Text segment ▸
◆ ◆ ◆ ◆ ◆

Russians struggling to survive add pressure to end lockdown

Bloomberg

Grigory Sverdlin has been doling out free meals from a night bus in Russia’s second-biggest city for the best part of the past two decades. Rarely has he seen so much demand as in the past few weeks.
“In St. Petersburg we usually feed around 80 people a night at each of the four stops. Now there are 120-140 people every evening,” said Sverdlin, who started as a volunteer at the Nochlezhka charity in 2003 and is now director.
“There’s just a huge number of people right now who are out of work and on the street, or in a very difficult financial situation.” Russians are running out of money after six weeks of lockdown and minimal government support, adding to pressure that pushed President Vladimir Putin to start reopening the economy even as the infection total surges to the second-highest in the world. Putin announced the end of a national stay-at-home period, and Moscow and other major cities are slowly beginning to loosen restrictions.
Almost half of Russians have either no savings or just enough to cover them for the next four weeks, a survey by Moscow’s Centre for Strategic Research published this week showed. About a quarter of the population has had to spend reserves since the start of the lockdown to cover a drop in income, according to the central bank.

◆ ◆ ◆ ◆ ◆

Stored data entries ▸
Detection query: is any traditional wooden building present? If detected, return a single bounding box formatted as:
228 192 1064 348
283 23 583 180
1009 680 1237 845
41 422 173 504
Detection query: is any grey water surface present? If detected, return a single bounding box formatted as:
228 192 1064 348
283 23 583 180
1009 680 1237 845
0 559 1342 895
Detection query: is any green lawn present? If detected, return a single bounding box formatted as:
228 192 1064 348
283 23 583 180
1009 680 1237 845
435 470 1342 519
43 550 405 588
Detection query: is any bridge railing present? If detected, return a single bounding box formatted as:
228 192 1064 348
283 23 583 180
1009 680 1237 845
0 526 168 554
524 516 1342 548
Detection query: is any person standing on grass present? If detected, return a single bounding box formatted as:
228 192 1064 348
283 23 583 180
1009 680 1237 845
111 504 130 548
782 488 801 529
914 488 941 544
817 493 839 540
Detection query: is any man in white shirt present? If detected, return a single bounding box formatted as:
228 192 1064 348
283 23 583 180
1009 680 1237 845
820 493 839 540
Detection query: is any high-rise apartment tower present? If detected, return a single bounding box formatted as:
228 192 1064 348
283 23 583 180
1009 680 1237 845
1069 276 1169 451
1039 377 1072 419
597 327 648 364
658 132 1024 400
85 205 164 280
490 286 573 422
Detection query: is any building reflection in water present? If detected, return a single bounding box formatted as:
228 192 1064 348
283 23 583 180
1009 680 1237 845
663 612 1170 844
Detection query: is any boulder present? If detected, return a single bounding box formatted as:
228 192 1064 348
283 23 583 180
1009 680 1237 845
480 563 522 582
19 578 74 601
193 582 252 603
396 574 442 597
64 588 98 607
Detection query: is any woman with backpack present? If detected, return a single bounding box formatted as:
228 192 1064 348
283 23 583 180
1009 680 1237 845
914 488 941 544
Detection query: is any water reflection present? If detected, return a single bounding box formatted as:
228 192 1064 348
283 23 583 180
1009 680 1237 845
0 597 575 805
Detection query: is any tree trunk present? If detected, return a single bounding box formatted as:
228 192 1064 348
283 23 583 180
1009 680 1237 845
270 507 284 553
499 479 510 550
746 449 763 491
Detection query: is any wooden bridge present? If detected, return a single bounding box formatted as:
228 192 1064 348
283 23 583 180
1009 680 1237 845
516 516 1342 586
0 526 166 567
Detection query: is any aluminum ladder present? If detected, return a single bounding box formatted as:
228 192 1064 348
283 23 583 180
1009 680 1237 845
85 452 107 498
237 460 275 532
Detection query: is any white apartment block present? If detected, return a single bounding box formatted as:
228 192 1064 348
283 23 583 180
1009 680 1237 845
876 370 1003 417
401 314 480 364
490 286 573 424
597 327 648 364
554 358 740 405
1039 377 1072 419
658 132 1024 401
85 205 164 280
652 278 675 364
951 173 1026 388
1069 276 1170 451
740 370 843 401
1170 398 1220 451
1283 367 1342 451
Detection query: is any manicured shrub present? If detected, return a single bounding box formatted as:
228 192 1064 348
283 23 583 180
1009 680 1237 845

◆ ◆ ◆ ◆ ◆

Required action 1 ▸ Please state how many people now come each evening to every stop of the night bus, according to the article on Russia's lockdown.
Required action 2 ▸ Summarize the article on Russia's lockdown in two sentences.

Exercise solution 1 ▸ Between 120 and 140 people come each evening.

Exercise solution 2 ▸ After six weeks of lockdown and minimal government support, many Russians are running out of money, and the charity Nochlezhka's night bus in St. Petersburg is feeding far more people than usual. This financial strain added to the pressure that pushed President Vladimir Putin to start reopening the economy, even as infections surged to the second-highest total in the world.